Estratto:
______

La crisi del Milan comincia ufficialmente dalla Stadio Marassi di Genova. Con il Bologna i rossoneri avevano pagato la malasorte, contro la truppa di Gasperini hanno mostrato lacune fisiche e tattiche imbarazzanti. Tutti salgono sul banco degli imputati, Ancelotti in testa, ma ce n'e' anche per i tre Palloni d'oro e per la dirigenza.
Il pomposo mercato rossonero, fatto di grandi nomi e poche idee, non ha dato i frutti sperati. Anzi. Il Presidente Berlusconi ha imposto Sheva e ha preteso il colpo Ronaldinho, Ancelotti ha incassato in silenzio, ma non ha trovato ancora l'equilibrio tattico. In una difesa priva di Nesta, Carletto lascia in panchina Kaladze e Jankulovski e schiera titolari Zambrotta, Bonera, Maldini e Favalli. In attacco Kakà e Ronaldinho non dialogano quaso mai con Shevchenko. L'ucraino vaga per il campo senza mai inquadrare la porta di Rubinho. Zambrotta e Favalli restano fermi in difesa per bilanciare una squadra già troppo proiettata in avanti e imbottita di giocatori 'poco mobili', ma è tutto inutile, bastano 45 minuti per capirlo.

______

Dati forniti:

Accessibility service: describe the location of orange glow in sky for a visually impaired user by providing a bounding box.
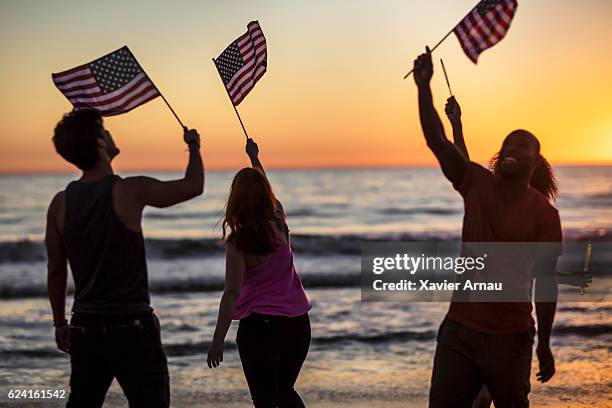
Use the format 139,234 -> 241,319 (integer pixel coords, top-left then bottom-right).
0,0 -> 612,172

______

Azioni da svolgere:
(1) Per ciascuna affermazione indica se concorda con l'articolo sulla crisi del Milan, rispondendo sì o no e citando alla lettera le parole decisive: (a) Nesta è tra i titolari in difesa; (b) Kaladze e Jankulovski partono dalla panchina; (c) il mercato rossonero ha dato i frutti sperati.
(2) Elenca tutti i giocatori che, secondo l'articolo sulla crisi del Milan, vengono schierati titolari in difesa.
(3) Prosegui l'articolo sulla crisi del Milan a partire dalla sua ultima frase.
Le righe riportate sopra non servono.

Risposte:
(1)
(a) No: «In una difesa priva di Nesta».
(b) Sì: «Carletto lascia in panchina Kaladze e Jankulovski».
(c) No: «non ha dato i frutti sperati».

(2) Zambrotta, Bonera, Maldini, Favalli.

(3)
Il trio dei Palloni d’Oro, fortemente sponsorizzato dalla dirigenza, sparisce nell’intervallo. Ancelotti boccia platealmente il mercato della società e si affida a Seedorf e Borriello. Con questi inserimenti cambia anche la fisionomia della squadra che ritrova un gioco più logico. Il vero problema resta la retroguardia, che priva di coperture, sbanda paurosamente, concedendo troppo ai ragazzi di Gasperini.
La sconfitta è giusta ed inevitabile, ma per ora senza conseguenze. Adriano Galliani dà fiducia all'allenatore: "Carletto non è in bilico. Ma, ripeterlo tutte le volte diventa stucchevole. E’ l’ultima volta che lo dico: certo che rimane". Mossa scontata, anche perchè il capro espiatorio non può esser il tecnico. Le colpe vanno condivise e gli stessi giocatori devono assumersi le proprie responsabilità. Per ora Ancelotti resta, ma nel frattempo i telefoni di Donadoni e Rijkaard restano accesi, una telefonata da Milanello potrebbe arrivare, prima o poi...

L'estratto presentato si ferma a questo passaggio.